Required work -> Apart from the pictures, every line below is to be set down exactly.

-- Input data follows --

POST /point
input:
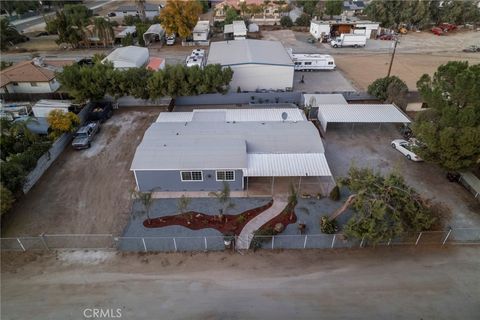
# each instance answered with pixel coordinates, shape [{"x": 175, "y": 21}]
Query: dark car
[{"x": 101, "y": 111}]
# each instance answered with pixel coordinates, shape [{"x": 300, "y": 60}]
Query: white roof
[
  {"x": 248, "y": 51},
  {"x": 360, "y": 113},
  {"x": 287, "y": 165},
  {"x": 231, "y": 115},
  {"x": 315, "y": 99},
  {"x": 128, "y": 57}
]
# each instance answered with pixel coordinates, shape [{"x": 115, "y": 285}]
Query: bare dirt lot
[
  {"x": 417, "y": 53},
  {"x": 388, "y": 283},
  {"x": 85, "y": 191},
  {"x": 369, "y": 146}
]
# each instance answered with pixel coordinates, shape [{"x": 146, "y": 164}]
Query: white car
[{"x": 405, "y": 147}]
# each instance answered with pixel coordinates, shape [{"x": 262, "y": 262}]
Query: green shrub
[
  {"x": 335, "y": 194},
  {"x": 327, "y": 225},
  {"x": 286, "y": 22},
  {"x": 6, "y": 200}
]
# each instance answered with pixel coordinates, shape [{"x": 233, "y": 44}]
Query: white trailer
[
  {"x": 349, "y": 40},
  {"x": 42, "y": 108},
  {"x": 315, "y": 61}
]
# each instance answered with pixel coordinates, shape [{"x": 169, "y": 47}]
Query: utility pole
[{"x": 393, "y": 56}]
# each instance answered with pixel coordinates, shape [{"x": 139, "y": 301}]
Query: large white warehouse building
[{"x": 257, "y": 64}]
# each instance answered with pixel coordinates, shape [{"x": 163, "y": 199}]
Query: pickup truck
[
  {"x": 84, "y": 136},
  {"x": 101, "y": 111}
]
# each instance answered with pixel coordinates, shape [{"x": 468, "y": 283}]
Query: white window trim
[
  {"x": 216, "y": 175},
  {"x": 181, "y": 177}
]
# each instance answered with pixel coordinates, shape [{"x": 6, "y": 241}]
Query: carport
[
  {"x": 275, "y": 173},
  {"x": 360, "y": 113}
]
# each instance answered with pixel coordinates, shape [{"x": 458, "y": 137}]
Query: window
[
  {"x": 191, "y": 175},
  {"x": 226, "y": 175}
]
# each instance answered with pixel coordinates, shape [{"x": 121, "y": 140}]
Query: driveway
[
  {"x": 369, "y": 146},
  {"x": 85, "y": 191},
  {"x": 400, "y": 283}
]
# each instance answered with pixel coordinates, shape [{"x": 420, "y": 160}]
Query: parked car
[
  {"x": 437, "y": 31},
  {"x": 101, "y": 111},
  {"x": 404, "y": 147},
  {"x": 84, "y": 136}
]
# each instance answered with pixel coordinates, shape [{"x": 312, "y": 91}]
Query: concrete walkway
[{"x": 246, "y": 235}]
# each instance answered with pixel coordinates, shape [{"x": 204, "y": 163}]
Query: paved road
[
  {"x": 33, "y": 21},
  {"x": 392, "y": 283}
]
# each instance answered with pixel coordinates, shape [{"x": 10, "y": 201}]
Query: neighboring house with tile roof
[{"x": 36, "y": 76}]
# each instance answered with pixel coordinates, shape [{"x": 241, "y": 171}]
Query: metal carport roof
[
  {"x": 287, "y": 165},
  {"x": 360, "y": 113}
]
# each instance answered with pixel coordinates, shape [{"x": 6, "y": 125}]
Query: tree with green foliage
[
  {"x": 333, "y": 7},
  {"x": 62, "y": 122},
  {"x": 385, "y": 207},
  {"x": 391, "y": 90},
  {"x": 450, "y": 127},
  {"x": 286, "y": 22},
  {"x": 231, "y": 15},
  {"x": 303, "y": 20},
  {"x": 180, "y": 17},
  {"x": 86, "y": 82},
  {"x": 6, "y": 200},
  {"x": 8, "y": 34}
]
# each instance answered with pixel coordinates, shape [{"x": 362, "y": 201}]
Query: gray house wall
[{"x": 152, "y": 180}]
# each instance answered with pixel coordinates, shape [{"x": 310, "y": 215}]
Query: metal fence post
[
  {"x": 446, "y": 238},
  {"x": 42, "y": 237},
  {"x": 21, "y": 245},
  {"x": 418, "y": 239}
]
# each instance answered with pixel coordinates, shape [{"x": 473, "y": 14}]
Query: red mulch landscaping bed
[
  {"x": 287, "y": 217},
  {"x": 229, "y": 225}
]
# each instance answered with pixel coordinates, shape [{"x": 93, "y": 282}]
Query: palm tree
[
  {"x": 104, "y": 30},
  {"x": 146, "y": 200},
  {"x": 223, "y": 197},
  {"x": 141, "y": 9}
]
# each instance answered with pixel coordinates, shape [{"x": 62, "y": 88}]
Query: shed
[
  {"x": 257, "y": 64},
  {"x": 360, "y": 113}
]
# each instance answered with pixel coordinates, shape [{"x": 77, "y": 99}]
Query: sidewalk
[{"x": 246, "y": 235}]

-- Input data concluded --

Completed exercise ->
POST /point
input:
# each instance answered with pixel coordinates, shape [{"x": 175, "y": 21}]
Query: dark car
[{"x": 101, "y": 111}]
# each instance answered with pixel coordinates, shape [{"x": 300, "y": 60}]
Query: white roof
[
  {"x": 248, "y": 51},
  {"x": 360, "y": 113},
  {"x": 287, "y": 165},
  {"x": 231, "y": 115},
  {"x": 315, "y": 99},
  {"x": 128, "y": 57}
]
# each instance answered with pixel coordinates, shape [{"x": 115, "y": 285}]
Query: bare dirt lot
[
  {"x": 417, "y": 53},
  {"x": 388, "y": 283},
  {"x": 85, "y": 191},
  {"x": 369, "y": 146}
]
# each instance answered with pixel coordinates, shape [{"x": 146, "y": 164}]
Query: white car
[{"x": 405, "y": 147}]
# each instance answered with pixel coordinates, shape [{"x": 262, "y": 262}]
Query: green shrub
[
  {"x": 335, "y": 194},
  {"x": 327, "y": 225},
  {"x": 286, "y": 22},
  {"x": 6, "y": 200}
]
# each instance answered with pixel coordinates, shape [{"x": 233, "y": 44}]
Query: white trailer
[
  {"x": 349, "y": 40},
  {"x": 42, "y": 108},
  {"x": 315, "y": 61}
]
# each instance answered with pixel coordinates, shape [{"x": 169, "y": 47}]
Query: utility pole
[{"x": 393, "y": 56}]
# each instance answered with pixel coordinates, shape [{"x": 139, "y": 301}]
Query: large white warehouse building
[{"x": 257, "y": 64}]
# each instance answered with pixel coordinates, shape [{"x": 163, "y": 199}]
Query: pickup truck
[
  {"x": 84, "y": 136},
  {"x": 101, "y": 111}
]
# each instance answered with pixel coordinates, shape [{"x": 468, "y": 283}]
Query: white window trim
[
  {"x": 216, "y": 175},
  {"x": 181, "y": 177}
]
# each instance answered with pixel coordinates, shape [{"x": 6, "y": 241}]
Query: carport
[
  {"x": 275, "y": 173},
  {"x": 360, "y": 113}
]
# each instance answered with pixel coordinates, shape [{"x": 458, "y": 137}]
Query: window
[
  {"x": 191, "y": 175},
  {"x": 226, "y": 175}
]
# each instance answered with pixel coordinates, shape [{"x": 121, "y": 140}]
Query: driveway
[
  {"x": 369, "y": 146},
  {"x": 85, "y": 191},
  {"x": 400, "y": 283}
]
# each instance answered with pixel coordinates, shape [{"x": 420, "y": 160}]
Query: parked car
[
  {"x": 437, "y": 31},
  {"x": 101, "y": 111},
  {"x": 404, "y": 147},
  {"x": 84, "y": 136}
]
# each instance answered with pixel coordinates, shape [{"x": 312, "y": 91}]
Query: concrete walkway
[{"x": 246, "y": 235}]
# each instance answered with pixel coordinates, shape [{"x": 204, "y": 163}]
Query: paved road
[
  {"x": 33, "y": 21},
  {"x": 392, "y": 283}
]
# each instance answered with pixel coordinates, shape [{"x": 10, "y": 201}]
Query: neighboring house with tile roof
[{"x": 36, "y": 76}]
# each instance answered with pixel coordinates, shape [{"x": 241, "y": 171}]
Query: metal carport roof
[
  {"x": 287, "y": 165},
  {"x": 360, "y": 113}
]
# each instance answered with pixel coordinates, shape [{"x": 6, "y": 125}]
Query: tree with green foliage
[
  {"x": 333, "y": 7},
  {"x": 62, "y": 122},
  {"x": 385, "y": 207},
  {"x": 391, "y": 90},
  {"x": 450, "y": 127},
  {"x": 286, "y": 22},
  {"x": 231, "y": 15},
  {"x": 303, "y": 20},
  {"x": 180, "y": 17},
  {"x": 86, "y": 82},
  {"x": 6, "y": 200},
  {"x": 8, "y": 34}
]
# each instance answered with pixel coordinates, shape [{"x": 362, "y": 201}]
Query: gray house wall
[{"x": 152, "y": 180}]
# each instance answered with pixel coordinates, shape [{"x": 310, "y": 215}]
Query: metal fence post
[
  {"x": 446, "y": 238},
  {"x": 42, "y": 237},
  {"x": 21, "y": 245},
  {"x": 418, "y": 239}
]
# each instance answered with pixel coordinates, shape [{"x": 473, "y": 14}]
Query: red mulch landscaping bed
[
  {"x": 287, "y": 217},
  {"x": 229, "y": 225}
]
# each instance answered with pixel coordinates, shape [{"x": 93, "y": 282}]
Query: palm tree
[
  {"x": 104, "y": 30},
  {"x": 146, "y": 200},
  {"x": 223, "y": 197},
  {"x": 141, "y": 9}
]
# each instance answered with pixel coordinates, shape [{"x": 62, "y": 88}]
Query: shed
[
  {"x": 257, "y": 64},
  {"x": 360, "y": 113}
]
# each instance answered with pixel coordinates, shape [{"x": 77, "y": 99}]
Query: sidewalk
[{"x": 246, "y": 235}]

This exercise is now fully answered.